Each line below should be restated word for word.

Content starts

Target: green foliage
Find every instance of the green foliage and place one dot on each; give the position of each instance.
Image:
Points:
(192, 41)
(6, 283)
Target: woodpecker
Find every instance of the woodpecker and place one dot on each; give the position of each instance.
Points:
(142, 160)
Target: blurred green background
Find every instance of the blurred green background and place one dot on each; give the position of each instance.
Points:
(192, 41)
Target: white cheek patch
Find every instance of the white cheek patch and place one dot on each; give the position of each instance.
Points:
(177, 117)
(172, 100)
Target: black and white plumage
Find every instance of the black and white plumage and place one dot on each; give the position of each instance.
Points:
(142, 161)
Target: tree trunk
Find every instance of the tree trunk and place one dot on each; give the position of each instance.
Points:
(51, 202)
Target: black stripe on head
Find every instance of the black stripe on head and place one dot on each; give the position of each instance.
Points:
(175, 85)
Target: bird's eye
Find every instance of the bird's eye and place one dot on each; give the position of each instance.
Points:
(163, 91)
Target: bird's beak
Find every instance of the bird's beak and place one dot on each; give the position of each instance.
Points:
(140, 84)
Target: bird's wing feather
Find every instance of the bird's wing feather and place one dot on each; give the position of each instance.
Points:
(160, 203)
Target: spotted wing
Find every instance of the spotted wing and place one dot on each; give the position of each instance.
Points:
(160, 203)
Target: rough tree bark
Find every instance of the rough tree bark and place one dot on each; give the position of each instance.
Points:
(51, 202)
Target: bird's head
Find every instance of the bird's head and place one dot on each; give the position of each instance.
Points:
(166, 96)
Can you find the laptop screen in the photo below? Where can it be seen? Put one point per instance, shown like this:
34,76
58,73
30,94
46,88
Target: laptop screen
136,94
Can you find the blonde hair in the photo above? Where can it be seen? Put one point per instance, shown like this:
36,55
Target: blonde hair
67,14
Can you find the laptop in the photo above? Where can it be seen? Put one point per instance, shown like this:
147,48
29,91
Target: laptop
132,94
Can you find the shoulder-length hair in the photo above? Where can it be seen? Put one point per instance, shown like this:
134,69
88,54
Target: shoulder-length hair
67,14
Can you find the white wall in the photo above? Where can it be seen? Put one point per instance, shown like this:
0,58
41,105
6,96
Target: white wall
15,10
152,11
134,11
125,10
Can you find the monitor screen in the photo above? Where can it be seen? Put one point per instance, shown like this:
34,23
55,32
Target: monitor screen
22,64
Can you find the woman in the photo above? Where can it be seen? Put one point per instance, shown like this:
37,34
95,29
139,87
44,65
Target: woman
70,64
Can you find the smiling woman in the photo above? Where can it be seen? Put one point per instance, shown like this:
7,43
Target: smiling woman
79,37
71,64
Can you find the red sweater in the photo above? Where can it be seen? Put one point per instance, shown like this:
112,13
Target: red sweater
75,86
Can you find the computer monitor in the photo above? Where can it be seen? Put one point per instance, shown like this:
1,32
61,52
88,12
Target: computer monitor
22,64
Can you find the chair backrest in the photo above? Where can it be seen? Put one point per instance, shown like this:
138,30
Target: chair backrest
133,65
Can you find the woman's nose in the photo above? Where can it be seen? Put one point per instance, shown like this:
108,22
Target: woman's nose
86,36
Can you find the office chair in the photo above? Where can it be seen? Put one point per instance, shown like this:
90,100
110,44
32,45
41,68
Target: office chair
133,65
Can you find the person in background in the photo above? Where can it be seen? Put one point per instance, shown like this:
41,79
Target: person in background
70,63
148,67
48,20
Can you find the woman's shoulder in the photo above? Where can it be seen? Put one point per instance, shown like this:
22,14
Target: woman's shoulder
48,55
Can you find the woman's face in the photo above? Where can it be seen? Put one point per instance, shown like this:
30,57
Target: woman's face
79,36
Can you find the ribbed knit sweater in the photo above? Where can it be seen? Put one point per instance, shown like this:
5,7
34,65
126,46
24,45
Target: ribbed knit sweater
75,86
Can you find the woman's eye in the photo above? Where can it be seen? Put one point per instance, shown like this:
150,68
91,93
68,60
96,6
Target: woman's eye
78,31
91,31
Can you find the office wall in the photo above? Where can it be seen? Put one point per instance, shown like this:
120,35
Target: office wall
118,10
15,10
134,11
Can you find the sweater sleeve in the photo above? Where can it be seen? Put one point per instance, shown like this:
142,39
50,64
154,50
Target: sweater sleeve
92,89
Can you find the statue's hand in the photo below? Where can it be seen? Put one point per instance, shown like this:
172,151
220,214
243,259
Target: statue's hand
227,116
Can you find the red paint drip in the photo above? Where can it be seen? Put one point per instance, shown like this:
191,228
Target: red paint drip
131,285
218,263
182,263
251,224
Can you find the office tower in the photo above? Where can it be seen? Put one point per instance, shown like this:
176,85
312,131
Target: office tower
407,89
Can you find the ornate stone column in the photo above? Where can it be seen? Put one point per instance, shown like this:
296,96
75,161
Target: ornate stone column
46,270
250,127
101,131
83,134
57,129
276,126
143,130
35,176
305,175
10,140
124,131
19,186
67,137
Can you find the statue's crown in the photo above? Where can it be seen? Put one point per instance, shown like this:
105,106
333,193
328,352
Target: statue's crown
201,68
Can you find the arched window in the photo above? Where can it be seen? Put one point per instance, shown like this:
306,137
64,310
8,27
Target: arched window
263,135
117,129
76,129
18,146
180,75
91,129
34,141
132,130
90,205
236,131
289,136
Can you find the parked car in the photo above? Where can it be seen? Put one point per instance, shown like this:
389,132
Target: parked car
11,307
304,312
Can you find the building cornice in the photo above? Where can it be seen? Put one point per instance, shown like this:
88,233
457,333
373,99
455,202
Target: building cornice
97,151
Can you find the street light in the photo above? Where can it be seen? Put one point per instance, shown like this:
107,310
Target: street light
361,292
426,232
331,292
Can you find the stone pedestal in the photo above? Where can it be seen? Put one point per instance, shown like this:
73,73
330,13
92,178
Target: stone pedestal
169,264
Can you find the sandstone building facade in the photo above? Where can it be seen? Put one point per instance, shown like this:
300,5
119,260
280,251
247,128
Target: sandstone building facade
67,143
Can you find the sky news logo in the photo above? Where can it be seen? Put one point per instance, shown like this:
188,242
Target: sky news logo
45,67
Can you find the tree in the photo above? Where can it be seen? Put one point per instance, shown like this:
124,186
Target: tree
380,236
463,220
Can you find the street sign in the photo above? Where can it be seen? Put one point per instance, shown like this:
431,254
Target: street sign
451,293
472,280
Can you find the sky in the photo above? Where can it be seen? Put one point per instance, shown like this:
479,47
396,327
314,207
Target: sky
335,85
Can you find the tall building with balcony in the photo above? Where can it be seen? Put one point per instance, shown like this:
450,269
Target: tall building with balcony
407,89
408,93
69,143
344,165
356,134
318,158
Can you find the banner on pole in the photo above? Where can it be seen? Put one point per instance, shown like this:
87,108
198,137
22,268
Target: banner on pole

Content ends

**Task solution:**
Target: green foliage
Find every instance of the green foliage and place one dot on each; give the position of each instance.
Image:
Points:
(192, 41)
(6, 283)
Target: woodpecker
Find every instance of the woodpecker and place one dot on each; give the position of each instance.
Points:
(142, 160)
Target: blurred green background
Find every instance of the blurred green background and place one dot on each; give the position of each instance.
Points:
(192, 41)
Target: white cheek patch
Find every instance of the white cheek patch and place one dot on each; give the position of each instance.
Points:
(177, 117)
(172, 100)
Target: black and white plumage
Find every instance of the black and white plumage and place one dot on each; give the position of each instance.
Points:
(142, 161)
Target: tree trunk
Find every instance of the tree trunk and place one dot on each; give the position of each instance.
Points:
(51, 202)
Target: black stripe on head
Find every instance of the black stripe on head and place one dot on each; give the position of each instance.
Points:
(175, 85)
Target: bird's eye
Find every instance of the bird's eye and place one dot on each; give the position of each instance.
Points:
(163, 91)
Target: bird's beak
Find every instance of the bird's beak and place one dot on each; give the position of each instance.
Points:
(140, 84)
Target: bird's wing feather
Find every instance of the bird's wing feather and place one dot on each; give the position of each instance.
Points:
(160, 203)
Target: spotted wing
Find every instance of the spotted wing and place one dot on each; give the position of each instance.
Points:
(160, 203)
Target: rough tree bark
Find every instance of the rough tree bark and place one dot on each; give the position of each instance.
Points:
(51, 202)
Target: bird's head
Find every instance of the bird's head and place one dot on each; give the position of each instance.
Points:
(166, 96)
Can you find the laptop screen in the photo below? Where can it be seen? Put one point per instance, shown like this:
34,76
58,73
30,94
46,88
Target: laptop screen
136,94
Can you find the blonde hair in the photo above? Where can it be seen? Put one point per instance, shown like this:
36,55
Target: blonde hair
67,14
Can you find the laptop in the photo above? Where can it be seen? Put one point per instance, shown like this:
147,48
29,91
Target: laptop
132,94
Can you find the shoulder-length hair in the photo above? Where can it be seen? Put one point per instance, shown like this:
134,69
88,54
Target: shoulder-length hair
67,14
Can you find the white wall in the photo above? Where can it be seen? Put one point per instance, shown like this:
0,58
41,105
6,96
Target: white wall
15,10
152,11
134,11
125,10
Can you find the monitor screen in the photo above? Where can it be seen? Put one point per instance, shown like this:
34,23
55,32
Target: monitor screen
22,64
Can you find the woman in the photo above? Where can it be seen? Put one point per instance, shown like this:
37,34
95,29
139,87
44,65
Target: woman
70,64
Can you find the smiling woman in the photo above? Where can it be seen? Put one point per instance, shown like this:
7,43
Target: smiling woman
79,37
71,64
Can you find the red sweater in the photo above? Where can it be seen? Put one point per instance, shown like this:
112,13
Target: red sweater
75,86
Can you find the computer monitor in the photo above? Where can it be seen? Put one point per instance, shown like this:
1,32
61,52
88,12
Target: computer monitor
22,64
Can you find the chair backrest in the photo above? Where can it be seen? Put one point per instance, shown like this:
138,30
Target: chair backrest
133,65
Can you find the woman's nose in the photo above? Where can it be seen? Put one point per instance, shown like this:
108,22
Target: woman's nose
86,36
Can you find the office chair in the photo above? Where can it be seen? Put one point per instance, shown like this:
90,100
110,44
32,45
41,68
Target: office chair
133,65
Can you find the person in background in the photo above? Where can it be seen? Put one point per instance, shown like this:
41,79
Target: person in background
70,63
148,67
48,20
Can you find the woman's shoulder in the photo above? Where can it be seen? Put one point per instance, shown like this:
22,14
Target: woman's shoulder
48,55
Can you find the woman's face in the photo above? Where can it be seen? Put one point per instance, shown like this:
30,57
Target: woman's face
79,36
Can you find the ribbed knit sweater in the photo above? Where can it be seen? Put one point per instance, shown like this:
5,7
34,65
126,46
24,45
Target: ribbed knit sweater
75,86
Can you find the woman's eye in the photo above? Where can it be seen? Put one point per instance, shown like this:
150,68
91,93
68,60
96,6
Target: woman's eye
78,31
91,31
Can you find the office wall in the photo above? Where can it be seen? Put one point per instance, shown like this:
120,35
Target: office wall
118,10
15,10
134,11
Can you find the sweater sleeve in the photo above? Where can it be seen? Put one point per instance, shown like this:
142,39
50,64
154,50
Target: sweater sleeve
92,89
Can you find the statue's hand in the photo below? Where can it be seen? Put one point per instance, shown like this:
172,151
220,214
243,259
Target: statue's hand
227,116
Can you find the red paint drip in the photo above? Where can it be seen? Put one point per instance, shown like this:
191,228
Target: red paint drip
131,285
218,263
182,263
251,224
Can you find the office tower in the photo above? Where can it be seen? Put one point per instance, shown like this:
176,85
312,131
Target: office tower
407,89
Can you find the ornate stone column in the photo above? Where can it be seen? Put one point per instance, shown like this:
296,96
75,161
Target: ornate stone column
46,270
250,127
101,131
83,134
57,129
276,126
143,130
35,176
305,175
10,140
124,131
19,186
67,137
Can you find the statue's crown in the photo above? Where can it be seen? Put one point per instance, shown like this:
105,106
333,193
328,352
Target: statue's crown
201,68
Can you find the arched window in the photo above? Where can it be seen? Put one point per instance, shown like this:
306,137
64,310
8,27
Target: arched window
263,135
117,129
76,129
18,146
180,75
91,129
34,141
132,130
90,205
236,131
289,136
Can you find the parked car in the photo above? Where can it be seen? Put one point per instance, shown like this:
389,132
Target: parked car
11,307
304,312
Can you find the building cornice in the photo above? Where can it be seen? Put one point per instance, shown like this:
88,233
457,333
373,99
455,202
Target: building cornice
97,151
Can you find the street light in the photo above? Where can it be seen? Put one point per instance, shown like this:
107,310
Target: street light
361,292
426,232
331,292
Can you find the stone pedestal in the photo above? Where can it be seen? Put one point per instance, shown like this:
73,73
330,13
92,178
Target: stone pedestal
169,264
Can you find the sandstone building facade in the photo above? Where can it be seen? Put one point per instance, shown like this:
300,5
119,260
280,251
247,128
Target: sandstone building facade
67,143
Can you find the sky news logo in the photo above? Where can it be seen? Put one point per instance, shown like this:
188,242
Target: sky news logo
45,67
Can you find the tree in the photo above? Where can it be seen? Put one point per instance, shown like this:
124,186
Target: tree
380,236
463,220
Can you find the street sign in the photo above? Where can it be seen? Put one point per instance, shown like this:
431,254
Target: street sign
451,293
472,280
Can you find the sky in the photo above? Where can it be seen? Put one point per instance, shown like this:
479,47
396,327
314,207
Target: sky
335,85
Can you find the tall building with balcony in the photo above? Where can it be seen? Put one point per instance, shown like this:
450,269
Target: tall building with balcony
407,89
408,93
69,143
344,165
356,134
318,158
Can you find the banner on pole in the photo above? Where can it be seen? Put one point per instance, shown like this:
87,108
198,137
22,268
Target: banner on pole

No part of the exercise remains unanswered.